**Page excerpt**
========================================
Ceph
We are running a three-node Ceph cluster on riboflavin, ginkgo and biloba for the purpose of cloud storage. Most Ceph services are running on riboflavin or ginkgo; biloba is just providing a tiny bit of extra storage space.
Official documentation: https://docs.ceph.com/en/latest/
At the time this page was written, the latest version of Ceph was 'Pacific'; check the website above to see what the latest version is.
Bootstrap
The instructions below were adapted from https://docs.ceph.com/en/pacific/cephadm/install/.
riboflavin was used as the bootstrap host, since it has the most storage.
Add the following to /etc/apt/sources.list.d/ceph.list:
deb http://mirror.csclub.uwaterloo.ca/ceph/debian-pacific/ bullseye main
Download the Ceph release key for the Debian packages:
wget -O /etc/apt/trusted.gpg.d/ceph.release.gpg https://download.ceph.com/keys/release.gpg
Now run:
apt update apt install cephadm podman ceph boostrap --mon-ip 172.19.168.25
For the rest of the instructions below, the ceph
command can be run inside a Podman container by running cephadm shell
. Alternatively, you can install the ceph-common
package to run ceph
directly on the host.
Add the disks for riboflavin:
ceph orch daemon add osd riboflavin:/dev/sdb ceph orch daemon add osd riboflavin:/dev/sdc
Note: Unfortunately Ceph didn't like it when I used one of the /dev/disk/by-id paths, so I had to use the /dev/sdX paths instead. I'm not sure what'll happen if the device names change at boot. Let's just cross our fingers and pray.
Add more hosts:
ceph orch host add ginkgo 172.19.168.22 --labels _admin ceph orch host add biloba 172.19.168.23
Add each available disk on each of the additional hosts.
Disable unnecessary services:
ceph orch rm alertmanager ceph orch rm grafana ceph orch rm node-exporter
Set the autoscale profile to scale-up instead of scale-down:
ceph osd pool set autoscale-profile scale-up
Set the default pool replication factor to 2 instead of 3:
ceph config set global osd_pool_default_size 2
Deploy the Managers and Monitors on riboflavin and ginkgo only:
ceph orch apply mon --placement '2 riboflavin ginkgo' ceph orch apply mgr --placement '2 riboflavin ginkgo'
CloudStack Primary Storage
We are using RBD (RADOS Block Device) for CloudStack primary storage. The instructions below were adapted from https://docs.ceph.com/en/pacific/rbd/rbd-cloudstack/.
========================================
**Set task 1**
Render the records from the line that contains "Outline every instance of the nose." through the end of the records, both ends included, as a Markdown table with the columns Row and Line. Number each row, and leave out blank lines.
========================================
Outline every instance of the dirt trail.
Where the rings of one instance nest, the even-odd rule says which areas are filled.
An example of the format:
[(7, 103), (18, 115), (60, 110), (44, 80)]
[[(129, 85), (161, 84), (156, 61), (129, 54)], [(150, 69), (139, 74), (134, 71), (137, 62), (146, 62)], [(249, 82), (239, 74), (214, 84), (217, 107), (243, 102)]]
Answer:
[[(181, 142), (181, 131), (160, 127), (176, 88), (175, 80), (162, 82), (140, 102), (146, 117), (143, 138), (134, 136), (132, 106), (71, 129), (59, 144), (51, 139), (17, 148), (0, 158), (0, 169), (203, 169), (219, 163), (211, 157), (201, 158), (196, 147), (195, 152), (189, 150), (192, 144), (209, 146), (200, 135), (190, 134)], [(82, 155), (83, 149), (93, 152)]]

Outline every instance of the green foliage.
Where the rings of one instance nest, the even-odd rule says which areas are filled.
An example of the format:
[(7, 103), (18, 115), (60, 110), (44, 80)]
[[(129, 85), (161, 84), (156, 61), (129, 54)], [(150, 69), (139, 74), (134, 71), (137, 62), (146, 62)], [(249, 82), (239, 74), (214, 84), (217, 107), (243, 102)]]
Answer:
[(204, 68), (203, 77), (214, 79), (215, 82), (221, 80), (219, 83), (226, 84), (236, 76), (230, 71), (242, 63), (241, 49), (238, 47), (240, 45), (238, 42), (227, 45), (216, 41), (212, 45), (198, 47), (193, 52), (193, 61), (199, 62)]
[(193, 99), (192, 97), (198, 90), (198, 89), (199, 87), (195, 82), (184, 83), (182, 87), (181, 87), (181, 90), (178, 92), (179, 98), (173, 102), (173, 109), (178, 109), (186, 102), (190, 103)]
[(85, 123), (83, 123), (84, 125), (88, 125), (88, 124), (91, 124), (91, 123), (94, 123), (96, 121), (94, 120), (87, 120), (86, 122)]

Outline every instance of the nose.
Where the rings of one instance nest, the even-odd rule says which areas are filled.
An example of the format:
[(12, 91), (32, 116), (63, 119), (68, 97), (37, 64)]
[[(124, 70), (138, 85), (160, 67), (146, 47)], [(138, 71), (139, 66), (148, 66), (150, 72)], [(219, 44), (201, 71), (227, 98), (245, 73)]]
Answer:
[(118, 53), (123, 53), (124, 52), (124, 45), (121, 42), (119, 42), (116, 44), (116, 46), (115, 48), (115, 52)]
========================================
**Set task 2**
Write the next part of the Ceph setup page, starting right after its final sentence.

**Exercise result 1**
| Row | Line |
|---|---|
| 1 | Outline every instance of the nose. |
| 2 | Where the rings of one instance nest, the even-odd rule says which areas are filled. |
| 3 | An example of the format: |
| 4 | [(12, 91), (32, 116), (63, 119), (68, 97), (37, 64)] |
| 5 | [[(124, 70), (138, 85), (160, 67), (146, 47)], [(138, 71), (139, 66), (148, 66), (150, 72)], [(219, 44), (201, 71), (227, 98), (245, 73)]] |
| 6 | Answer: |
| 7 | [(118, 53), (123, 53), (124, 52), (124, 45), (121, 42), (119, 42), (116, 44), (116, 46), (115, 48), (115, 52)] |

**Exercise result 2**
Create and initialize a pool:
ceph osd pool create cloudstack rbd pool init cloudstack
Create a user for CloudStack:
ceph auth get-or-create client.cloudstack mon 'profile rbd' osd 'profile rbd pool=cloudstack'
Make a backup of this key. There is currently a copy in /etc/ceph/ceph.client.cloudstack.keyring on biloba. If you want to use the ceph
command with this set of credentials, use the -n
flag, e.g.
ceph -n client.cloudstack status
RBD commands
Here are some RBD commands which might be useful:
-
List images (i.e. block devices) in the cloudstack pool:
rbd ls -p cloudstack
-
View snapshots for an image:
rbd snap ls cloudstack/265dc008-4db5-11ec-b585-32ee6075b19b
-
Unprotect a snapshot:
rbd snap unprotect cloudstack/265dc008-4db5-11ec-b585-32ee6075b19b@cloudstack-base-snap
-
Purge all snapshots for an image (after unprotecting them):
rbd snap purge cloudstack/265dc008-4db5-11ec-b585-32ee6075b19b
-
Delete an image:
rbd rm cloudstack/265dc008-4db5-11ec-b585-32ee6075b19b
-
A quick 'n dirty script to delete all images in the pool:
rbd ls -p cloudstack | while read image; do rbd snap unprotect cloudstack/$image@cloudstack-base-snap; done rbd ls -p cloudstack | while read image; do rbd snap purge cloudstack/$image; done rbd ls -p cloudstack | while read image; do rbd rm cloudstack/$image; done
CloudStack Secondary Storage
We are using NFS (v4) for CloudStack secondary storage. The steps below were adapted from:
- https://docs.ceph.com/en/pacific/cephfs.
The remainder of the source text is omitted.